Everything from the line with "Target: wood plank flooring" to the end of the data should be restated word for word, and nothing before it.

> DATA TO PROCESS:
┌──

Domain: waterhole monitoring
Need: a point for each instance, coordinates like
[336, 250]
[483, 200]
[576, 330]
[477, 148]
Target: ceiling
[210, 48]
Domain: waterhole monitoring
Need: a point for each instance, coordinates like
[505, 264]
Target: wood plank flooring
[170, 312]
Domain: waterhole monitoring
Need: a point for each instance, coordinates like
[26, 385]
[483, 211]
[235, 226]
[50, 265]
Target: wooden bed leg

└──

> SOLUTION TO THIS EXERCISE:
Target: wood plank flooring
[170, 312]
Domain: waterhole monitoring
Need: a point for each instance, coordinates like
[26, 385]
[483, 211]
[235, 226]
[50, 265]
Target: wooden bed leg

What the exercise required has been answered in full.